**Text provided**
——
On 22.11.2017, 13:14 PM, Charlie Clark wrote:
 
> Am .11.2017, 12:02 Uhr, schrieb Frank Millman <frank@chagford.com>:
>

>
> lxml.etree.DocumentInvalid: Element 
>
> '{http://www.omg.org/spec/BPMN/20100524/MODEL}dataOutput', attribute 
>
> 'id': 'user_row_id' is not a valid value of the atomic type 'xs:ID'., 
>
> line 38
>
> Is this a bug? Should I always use the second method
>

>
It would help to provide an example of the schema and the XML you're 
>
trying to validate and the code you're using to do this. The behaviour of 
>
the various validation methods is subtly different, with assertValid() the 
>
only one that tells you why something is not valid. Validating when 
>
parsing might write the errors to the error log.
>

>
Internally I think lxml hands the work to libXML2 so that if there is a 
>
bug, it's most likely to be there. But we really need more information 
>
about what exactly you're doing.
>
 
I tried to reduce this to a simple example, but in that case the parsing validator correctly picked up the duplicate id, so I see what
you mean about ‘subtly different’.
 
I don’t want to waste anyone’s time on this, as this is not critical to me. However, for interest, here is a bit of info.
 
The schema is large and complex (to me, anyway). There are a number of  xsd files. The links can be found here - http://www.omg.org/spec/BPMN/2.0/About-BPMN/
 
The example that I used for testing is as follows -
 
<xsd:element name="scriptTask" type="tScriptTask" substitutionGroup="flowElement"/>
<xsd:complexType name="tScriptTask">
    <xsd:complexContent>
        <xsd:extension base="tTask">
            <xsd:sequence>
                <xsd:element ref="script" minOccurs="0" maxOccurs="1"/>
            </xsd:sequence>
            <xsd:attribute name="scriptFormat" type="xsd:string"/>
        </xsd:extension>
    </xsd:complexContent>
</xsd:complexType>       
 
As you can see, it comes from flowElement -
 
<xsd:element name="flowElement" type="tFlowElement"/>
<xsd:complexType name="tFlowElement" abstract="true">
    <xsd:complexContent>
        <xsd:extension base="tBaseElement">
            <xsd:sequence>
                <xsd:element ref="auditing" minOccurs="0" maxOccurs="1"/>
                <xsd:element ref="monitoring" minOccurs="0" maxOccurs="1"/>
                <xsd:element name="categoryValueRef" type="xsd:QName" minOccurs="0" maxOccurs="unbounded"/>
            </xsd:sequence>
            <xsd:attribute name="name" type="xsd:string"/>
        </xsd:extension>
    </xsd:complexContent>
</xsd:complexType>
 
This one comes from baseElement -
 
<xsd:element name="baseElement" type="tBaseElement"/>
<xsd:complexType name="tBaseElement" abstract="true">
    <xsd:sequence>
        <xsd:element ref="documentation" minOccurs="0" maxOccurs="unbounded"/>
        <xsd:element ref="extensionElements" minOccurs="0" maxOccurs="1" />
    </xsd:sequence>
    <xsd:attribute name="id" type="xsd:ID" use="optional"/>
    <xsd:anyAttribute namespace="##other" processContents="lax"/>
</xsd:complexType>
 
baseElement defines the “id” attribute that is causing the problem.
——
Some records
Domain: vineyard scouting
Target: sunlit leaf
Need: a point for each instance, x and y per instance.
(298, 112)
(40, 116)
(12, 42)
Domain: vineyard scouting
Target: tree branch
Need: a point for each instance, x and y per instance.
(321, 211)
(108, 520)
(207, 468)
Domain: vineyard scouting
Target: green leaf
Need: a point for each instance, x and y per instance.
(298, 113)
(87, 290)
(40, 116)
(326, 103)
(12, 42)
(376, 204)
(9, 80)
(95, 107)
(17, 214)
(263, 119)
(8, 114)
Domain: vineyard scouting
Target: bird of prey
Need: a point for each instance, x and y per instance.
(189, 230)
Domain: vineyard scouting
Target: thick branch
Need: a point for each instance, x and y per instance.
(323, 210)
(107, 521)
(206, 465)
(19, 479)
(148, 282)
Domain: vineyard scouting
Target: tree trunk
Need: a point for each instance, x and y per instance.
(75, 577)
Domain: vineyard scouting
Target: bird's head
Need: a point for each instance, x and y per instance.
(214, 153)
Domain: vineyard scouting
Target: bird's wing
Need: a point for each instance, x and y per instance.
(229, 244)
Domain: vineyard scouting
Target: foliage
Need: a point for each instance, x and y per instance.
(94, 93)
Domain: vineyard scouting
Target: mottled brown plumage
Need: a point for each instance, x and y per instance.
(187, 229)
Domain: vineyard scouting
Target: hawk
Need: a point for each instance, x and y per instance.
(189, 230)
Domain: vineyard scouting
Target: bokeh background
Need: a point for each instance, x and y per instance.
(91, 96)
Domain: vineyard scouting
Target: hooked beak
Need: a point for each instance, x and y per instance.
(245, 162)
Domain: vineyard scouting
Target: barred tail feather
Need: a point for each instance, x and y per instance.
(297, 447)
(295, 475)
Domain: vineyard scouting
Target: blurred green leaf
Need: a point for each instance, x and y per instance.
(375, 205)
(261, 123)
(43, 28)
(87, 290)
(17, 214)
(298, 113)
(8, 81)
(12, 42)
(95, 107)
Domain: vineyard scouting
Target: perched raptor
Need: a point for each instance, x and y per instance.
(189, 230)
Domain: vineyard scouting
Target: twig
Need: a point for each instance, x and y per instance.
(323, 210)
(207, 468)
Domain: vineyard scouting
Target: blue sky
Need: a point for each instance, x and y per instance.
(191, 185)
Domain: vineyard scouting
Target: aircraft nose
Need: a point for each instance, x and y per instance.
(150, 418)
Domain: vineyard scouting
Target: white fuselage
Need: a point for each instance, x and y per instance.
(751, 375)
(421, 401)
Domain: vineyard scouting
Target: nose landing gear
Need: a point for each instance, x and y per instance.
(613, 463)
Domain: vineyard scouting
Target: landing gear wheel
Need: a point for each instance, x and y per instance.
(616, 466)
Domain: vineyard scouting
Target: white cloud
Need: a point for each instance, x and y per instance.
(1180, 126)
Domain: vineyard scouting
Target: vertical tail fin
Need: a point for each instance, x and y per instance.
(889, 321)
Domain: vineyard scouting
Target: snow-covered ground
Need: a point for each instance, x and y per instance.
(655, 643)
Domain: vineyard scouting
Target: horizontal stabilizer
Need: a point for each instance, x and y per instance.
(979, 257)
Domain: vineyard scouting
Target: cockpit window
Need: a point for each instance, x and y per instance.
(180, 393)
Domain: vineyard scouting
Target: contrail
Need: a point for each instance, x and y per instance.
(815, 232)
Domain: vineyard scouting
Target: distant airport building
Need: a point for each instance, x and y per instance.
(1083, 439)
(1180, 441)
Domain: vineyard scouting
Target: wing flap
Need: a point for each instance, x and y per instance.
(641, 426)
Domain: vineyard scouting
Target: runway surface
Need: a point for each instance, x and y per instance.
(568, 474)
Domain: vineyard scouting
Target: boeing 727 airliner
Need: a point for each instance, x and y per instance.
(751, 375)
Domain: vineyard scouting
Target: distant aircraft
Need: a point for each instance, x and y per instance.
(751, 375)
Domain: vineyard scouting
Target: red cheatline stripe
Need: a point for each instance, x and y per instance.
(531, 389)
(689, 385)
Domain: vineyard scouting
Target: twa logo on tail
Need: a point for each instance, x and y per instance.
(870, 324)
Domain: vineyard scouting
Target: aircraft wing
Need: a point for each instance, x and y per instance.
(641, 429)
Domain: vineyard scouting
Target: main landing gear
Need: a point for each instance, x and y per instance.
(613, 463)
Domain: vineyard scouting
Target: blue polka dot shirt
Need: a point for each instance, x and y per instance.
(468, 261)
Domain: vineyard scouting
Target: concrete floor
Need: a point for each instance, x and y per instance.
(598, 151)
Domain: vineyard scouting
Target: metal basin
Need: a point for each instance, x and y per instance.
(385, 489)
——
**Stated exercise**
Go on with the mailing-list thread about lxml schema validation, picking up after its final sentence.

**Written response**
 
In my xml file, I have this -
 
<semantic:scriptTask id="task_AfterLogin" name="AfterLogin task">
    [...]
</semantic:scriptTask>
 
<semantic:scriptTask id="task_CancelLogin" name="CancelLogin task">
    [...]
</semantic:scriptTask>
 
To test, I simply changed the second id to be the same as the first one.
 
This is the code that I used -
 
1. Validate while parsing
 
    parser = etree.XMLParser(
        schema=etree.XMLSchema(file='bpmn20/BPMN20.xsd'),
        attribute_defaults=True, remove_comments=True, remove_blank_text=True)
 
    xml = open('login_proc.xml').read()
    elem = etree.fromstring(xml, parser=parser)
 
This did not pick up the error.
 
2. Parse, then validate
 
    parser = etree.XMLParser(
        attribute_defaults=True, remove_comments=True, remove_blank_text=True)
    schema=etree.XMLSchema(file='bpmn20/BPMN20.xsd')
 
    xml = open('login_proc.xml').read()
    elem = etree.fromstring(xml, parser=parser)
    schema.assertValid(elem)
 
This did pick it the error.
 
Comments welcome, but as I said, this is not critical to me.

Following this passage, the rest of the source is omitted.